* **Direction**: Return the listing below word for word, from its first line down to the line containing "[0,66,568,377]", including both of those lines and nothing after them.

* **Data for this exercise**:
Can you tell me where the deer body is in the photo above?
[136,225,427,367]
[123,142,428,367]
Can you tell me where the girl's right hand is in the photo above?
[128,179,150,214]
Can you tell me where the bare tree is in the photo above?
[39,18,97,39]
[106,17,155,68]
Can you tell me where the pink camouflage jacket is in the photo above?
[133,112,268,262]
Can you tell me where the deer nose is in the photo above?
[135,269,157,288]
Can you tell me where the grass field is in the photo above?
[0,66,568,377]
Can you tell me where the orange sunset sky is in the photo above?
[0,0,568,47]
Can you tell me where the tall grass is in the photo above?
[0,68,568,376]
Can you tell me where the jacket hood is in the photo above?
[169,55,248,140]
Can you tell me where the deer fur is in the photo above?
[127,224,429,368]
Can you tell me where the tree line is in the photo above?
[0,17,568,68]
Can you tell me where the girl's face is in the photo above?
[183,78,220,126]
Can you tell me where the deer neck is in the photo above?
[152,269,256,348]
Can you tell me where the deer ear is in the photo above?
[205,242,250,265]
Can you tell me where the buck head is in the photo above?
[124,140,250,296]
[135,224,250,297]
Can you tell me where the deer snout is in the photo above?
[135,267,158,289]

* **Output below**:
Can you tell me where the deer body is in the photo above?
[136,225,427,367]
[123,142,428,367]
Can you tell me where the girl's right hand is in the photo above?
[128,179,150,214]
Can you tell me where the bare tree is in the photo above?
[39,18,97,39]
[106,17,155,68]
Can you tell me where the pink camouflage jacket is in the photo above?
[133,112,268,262]
Can you tell me where the deer nose is in the photo above?
[135,269,157,288]
Can you tell me where the grass field is in the photo above?
[0,66,568,377]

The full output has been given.